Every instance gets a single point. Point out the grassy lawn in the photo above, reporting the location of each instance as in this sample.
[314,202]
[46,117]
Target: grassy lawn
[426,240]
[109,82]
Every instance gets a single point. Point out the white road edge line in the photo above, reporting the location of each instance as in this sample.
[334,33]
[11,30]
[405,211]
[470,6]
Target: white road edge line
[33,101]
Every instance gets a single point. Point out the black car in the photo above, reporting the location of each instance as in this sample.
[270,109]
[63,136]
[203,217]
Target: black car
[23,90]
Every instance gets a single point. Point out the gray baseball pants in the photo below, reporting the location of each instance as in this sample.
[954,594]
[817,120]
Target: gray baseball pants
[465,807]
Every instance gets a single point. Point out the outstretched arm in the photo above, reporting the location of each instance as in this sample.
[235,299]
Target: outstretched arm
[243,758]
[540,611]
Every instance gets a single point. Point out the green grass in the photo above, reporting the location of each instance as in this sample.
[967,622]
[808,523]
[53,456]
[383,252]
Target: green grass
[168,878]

---

Exercise directions
Repeat all entries. Match them exactly.

Full output
Every instance gets a single point. Point out the grassy lawn in the photo above, reporting the location of each instance as in this sample.
[314,202]
[46,117]
Target: grassy lawn
[426,240]
[109,82]
Every instance gets a single point. Point out the white road edge line in the photo above, reporting the location of each instance as in this sample.
[334,33]
[11,30]
[405,211]
[470,6]
Target: white road edge line
[33,101]
Every instance gets a single point. Point out the black car in the photo above, reporting the location of each instance as in this sample.
[270,109]
[63,136]
[203,217]
Target: black car
[23,90]
Every instance gets a single point. Point out the gray baseball pants in the photo below, reporting the location of each instance as in this sample.
[954,594]
[817,120]
Target: gray baseball pants
[465,807]
Every instance gets a single point. Point out the outstretched arm in the photo above, reporting the location of each instance as in this sample.
[235,299]
Target: outstretched arm
[243,758]
[540,611]
Every instance gets a single point. Point out the green grass in the photo above, reporting the location of each instance as in this sample.
[967,622]
[808,523]
[53,456]
[383,252]
Target: green grass
[168,878]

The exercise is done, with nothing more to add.